### YOUR GOAL
For the data below, retype word for word the lines from the one containing "Find the bird perched" through the one containing "Find the blurred green foliage"; drop the pictures.

(MATERIAL PROVIDED begins)

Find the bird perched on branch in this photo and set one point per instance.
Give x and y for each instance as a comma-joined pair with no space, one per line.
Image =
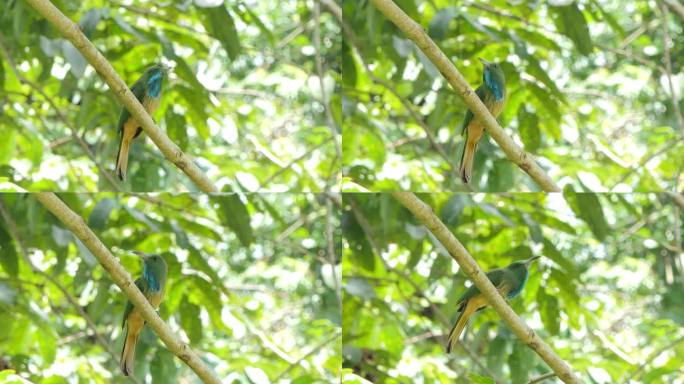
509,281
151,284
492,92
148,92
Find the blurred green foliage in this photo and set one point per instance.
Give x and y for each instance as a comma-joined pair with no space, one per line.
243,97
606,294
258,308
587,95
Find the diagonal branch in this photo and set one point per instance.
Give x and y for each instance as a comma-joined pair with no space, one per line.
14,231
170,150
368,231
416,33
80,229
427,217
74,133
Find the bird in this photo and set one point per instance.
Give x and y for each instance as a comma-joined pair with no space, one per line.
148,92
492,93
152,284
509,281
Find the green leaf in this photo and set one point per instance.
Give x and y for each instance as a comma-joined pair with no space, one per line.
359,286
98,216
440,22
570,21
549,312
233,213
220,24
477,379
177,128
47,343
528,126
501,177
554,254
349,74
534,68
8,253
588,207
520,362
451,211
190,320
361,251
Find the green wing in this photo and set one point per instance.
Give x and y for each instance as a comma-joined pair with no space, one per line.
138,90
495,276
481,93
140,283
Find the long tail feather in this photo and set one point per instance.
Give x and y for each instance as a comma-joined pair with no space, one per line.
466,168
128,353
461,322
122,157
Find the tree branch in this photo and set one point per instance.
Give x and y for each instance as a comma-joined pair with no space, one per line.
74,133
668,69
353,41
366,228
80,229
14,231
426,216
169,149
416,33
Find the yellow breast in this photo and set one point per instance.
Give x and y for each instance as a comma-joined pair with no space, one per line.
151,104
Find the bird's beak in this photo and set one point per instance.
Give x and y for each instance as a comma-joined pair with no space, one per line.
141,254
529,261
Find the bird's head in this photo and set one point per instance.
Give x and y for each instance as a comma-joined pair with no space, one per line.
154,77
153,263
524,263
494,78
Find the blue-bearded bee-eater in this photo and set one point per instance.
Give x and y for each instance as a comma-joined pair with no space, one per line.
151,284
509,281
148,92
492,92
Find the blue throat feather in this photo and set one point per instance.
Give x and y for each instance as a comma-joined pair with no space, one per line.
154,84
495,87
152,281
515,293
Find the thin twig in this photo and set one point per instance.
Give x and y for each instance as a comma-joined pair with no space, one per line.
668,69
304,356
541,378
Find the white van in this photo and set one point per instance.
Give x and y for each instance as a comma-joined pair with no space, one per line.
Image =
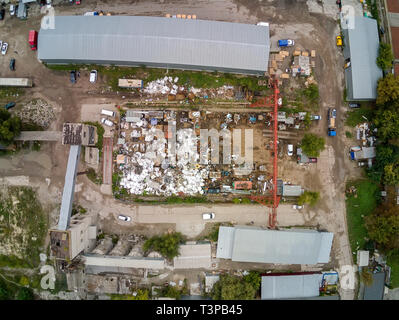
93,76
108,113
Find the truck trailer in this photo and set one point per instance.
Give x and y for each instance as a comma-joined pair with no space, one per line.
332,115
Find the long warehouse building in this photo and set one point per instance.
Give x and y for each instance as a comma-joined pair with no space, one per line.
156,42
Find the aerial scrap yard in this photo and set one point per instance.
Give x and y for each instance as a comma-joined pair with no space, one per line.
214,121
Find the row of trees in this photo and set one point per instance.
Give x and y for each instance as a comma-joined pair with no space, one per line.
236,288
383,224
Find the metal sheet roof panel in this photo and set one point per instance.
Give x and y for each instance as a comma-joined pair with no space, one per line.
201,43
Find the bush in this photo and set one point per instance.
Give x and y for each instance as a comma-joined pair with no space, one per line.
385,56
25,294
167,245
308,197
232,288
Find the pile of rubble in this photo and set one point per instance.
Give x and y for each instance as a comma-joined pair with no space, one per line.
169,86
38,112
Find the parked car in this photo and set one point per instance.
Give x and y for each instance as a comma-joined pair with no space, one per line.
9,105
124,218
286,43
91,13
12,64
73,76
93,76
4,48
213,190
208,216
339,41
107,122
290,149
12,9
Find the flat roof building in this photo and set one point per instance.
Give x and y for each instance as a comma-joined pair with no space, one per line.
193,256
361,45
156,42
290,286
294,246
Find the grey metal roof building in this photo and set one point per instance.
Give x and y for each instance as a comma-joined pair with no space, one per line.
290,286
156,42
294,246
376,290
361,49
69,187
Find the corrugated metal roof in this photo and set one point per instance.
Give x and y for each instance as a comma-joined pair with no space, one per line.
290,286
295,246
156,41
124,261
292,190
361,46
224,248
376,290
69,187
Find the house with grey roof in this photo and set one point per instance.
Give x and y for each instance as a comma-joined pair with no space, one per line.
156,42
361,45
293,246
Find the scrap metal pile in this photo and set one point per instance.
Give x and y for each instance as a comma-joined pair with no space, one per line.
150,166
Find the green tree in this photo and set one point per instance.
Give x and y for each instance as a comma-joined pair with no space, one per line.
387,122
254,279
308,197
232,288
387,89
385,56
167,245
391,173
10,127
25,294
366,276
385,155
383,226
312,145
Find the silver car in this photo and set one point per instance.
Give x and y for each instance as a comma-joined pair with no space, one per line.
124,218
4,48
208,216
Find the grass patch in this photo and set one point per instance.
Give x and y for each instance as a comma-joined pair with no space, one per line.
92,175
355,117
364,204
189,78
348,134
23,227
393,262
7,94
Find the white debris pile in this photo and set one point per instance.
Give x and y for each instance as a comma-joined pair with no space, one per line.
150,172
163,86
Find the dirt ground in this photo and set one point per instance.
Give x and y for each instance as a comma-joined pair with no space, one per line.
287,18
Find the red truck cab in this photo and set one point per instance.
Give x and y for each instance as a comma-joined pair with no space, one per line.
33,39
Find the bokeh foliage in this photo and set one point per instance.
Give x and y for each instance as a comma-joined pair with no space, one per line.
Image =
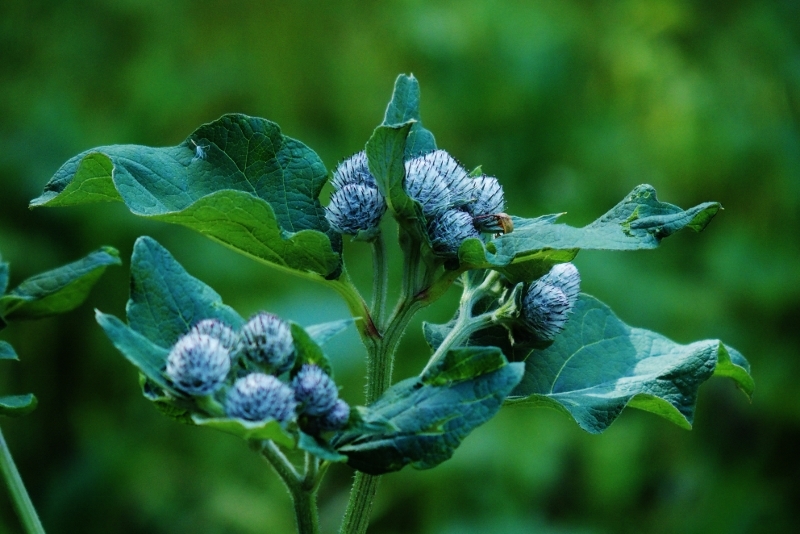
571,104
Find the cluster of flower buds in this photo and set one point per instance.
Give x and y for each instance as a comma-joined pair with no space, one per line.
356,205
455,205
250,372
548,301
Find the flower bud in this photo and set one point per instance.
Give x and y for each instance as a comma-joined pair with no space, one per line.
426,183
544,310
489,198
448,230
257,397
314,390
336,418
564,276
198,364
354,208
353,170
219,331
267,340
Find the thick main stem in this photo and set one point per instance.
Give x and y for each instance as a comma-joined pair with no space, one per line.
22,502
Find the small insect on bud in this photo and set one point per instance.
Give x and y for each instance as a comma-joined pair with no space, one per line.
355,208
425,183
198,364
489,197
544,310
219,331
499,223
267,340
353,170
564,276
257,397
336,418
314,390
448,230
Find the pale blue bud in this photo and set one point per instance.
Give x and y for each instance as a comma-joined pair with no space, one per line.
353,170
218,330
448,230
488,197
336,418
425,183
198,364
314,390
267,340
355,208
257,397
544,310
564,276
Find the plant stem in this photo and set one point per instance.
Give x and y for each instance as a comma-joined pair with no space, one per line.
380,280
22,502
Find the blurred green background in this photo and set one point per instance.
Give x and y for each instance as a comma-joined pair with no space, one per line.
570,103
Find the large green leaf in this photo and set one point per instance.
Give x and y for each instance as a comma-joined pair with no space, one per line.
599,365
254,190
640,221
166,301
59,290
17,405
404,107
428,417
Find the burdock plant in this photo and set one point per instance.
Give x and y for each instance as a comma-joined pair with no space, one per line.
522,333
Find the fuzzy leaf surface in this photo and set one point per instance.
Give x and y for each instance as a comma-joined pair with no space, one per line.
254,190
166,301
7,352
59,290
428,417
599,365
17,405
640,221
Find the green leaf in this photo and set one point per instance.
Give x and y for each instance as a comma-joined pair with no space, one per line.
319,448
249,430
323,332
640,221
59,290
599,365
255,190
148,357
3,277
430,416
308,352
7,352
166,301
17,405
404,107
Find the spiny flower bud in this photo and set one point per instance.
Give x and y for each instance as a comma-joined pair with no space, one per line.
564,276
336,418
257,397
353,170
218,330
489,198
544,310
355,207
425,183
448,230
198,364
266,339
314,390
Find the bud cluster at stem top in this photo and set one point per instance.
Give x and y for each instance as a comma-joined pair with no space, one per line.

(MATERIAL PROVIDED ends)
(MATERIAL PROVIDED begins)

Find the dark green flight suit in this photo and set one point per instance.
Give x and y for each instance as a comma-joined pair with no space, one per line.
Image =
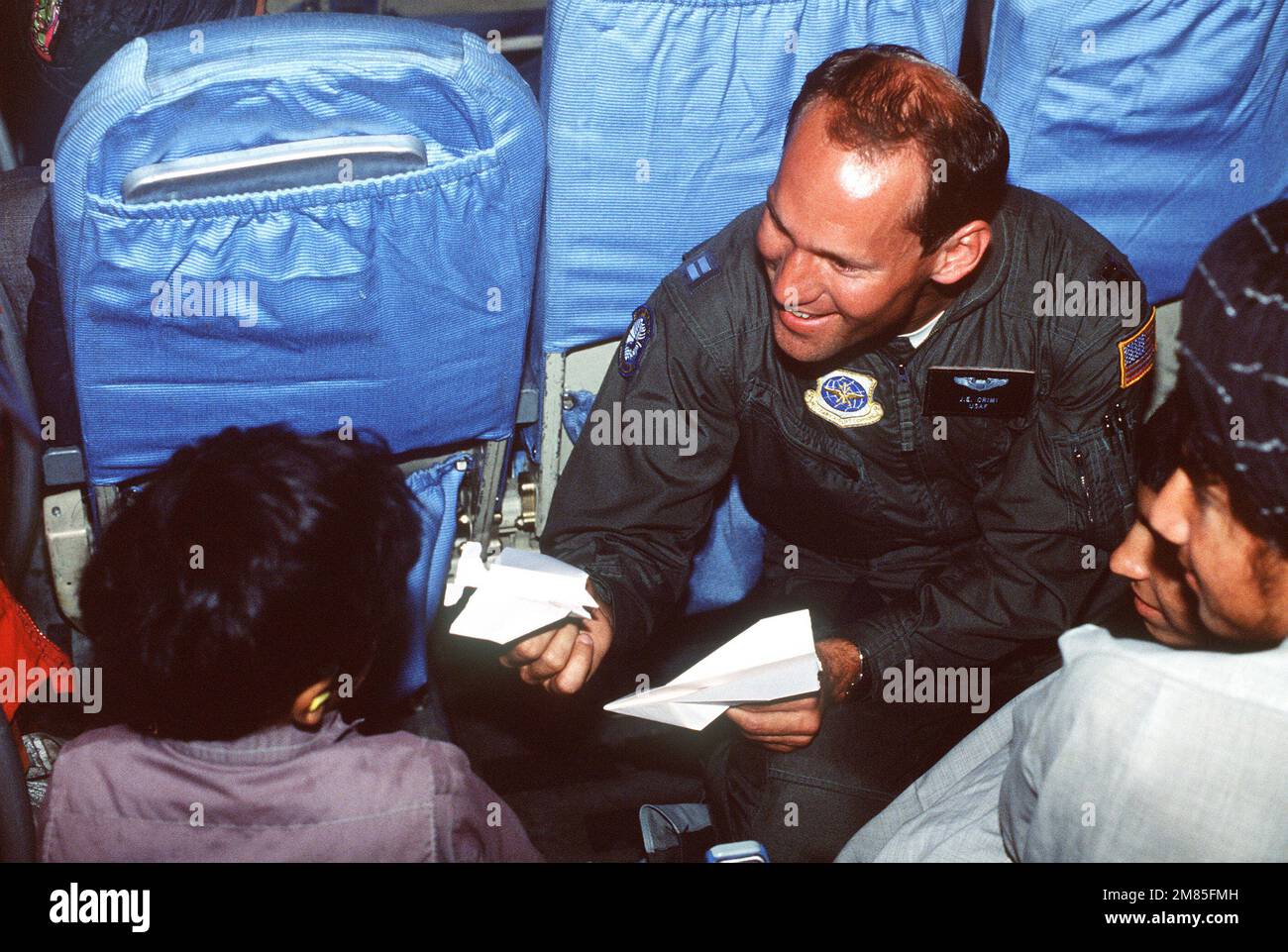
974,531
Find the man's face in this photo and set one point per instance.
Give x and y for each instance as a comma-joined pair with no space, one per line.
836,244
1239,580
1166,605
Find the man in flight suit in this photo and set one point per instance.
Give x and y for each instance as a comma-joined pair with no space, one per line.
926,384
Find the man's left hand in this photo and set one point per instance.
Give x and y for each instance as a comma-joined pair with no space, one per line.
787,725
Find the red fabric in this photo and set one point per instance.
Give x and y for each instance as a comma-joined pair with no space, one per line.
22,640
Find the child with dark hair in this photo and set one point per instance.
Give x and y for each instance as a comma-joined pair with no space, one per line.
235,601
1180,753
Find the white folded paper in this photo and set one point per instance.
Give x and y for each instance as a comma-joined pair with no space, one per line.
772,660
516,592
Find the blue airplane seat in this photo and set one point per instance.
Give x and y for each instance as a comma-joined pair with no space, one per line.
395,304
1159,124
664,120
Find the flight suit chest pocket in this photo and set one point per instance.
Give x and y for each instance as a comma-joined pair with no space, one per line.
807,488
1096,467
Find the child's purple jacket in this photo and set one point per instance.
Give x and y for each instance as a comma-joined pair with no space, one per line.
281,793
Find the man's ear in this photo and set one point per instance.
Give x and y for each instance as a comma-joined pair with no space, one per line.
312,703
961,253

(MATERIAL PROVIDED ends)

### ANSWER TO THE PROBLEM
Find the bird perched on branch in this photo and set one point per instance.
Give x and y for each instance as a comma-joined pair with no space, one per line.
Image =
509,281
151,284
492,92
148,92
Find the blurred green foliage in this photo and set one point per instance.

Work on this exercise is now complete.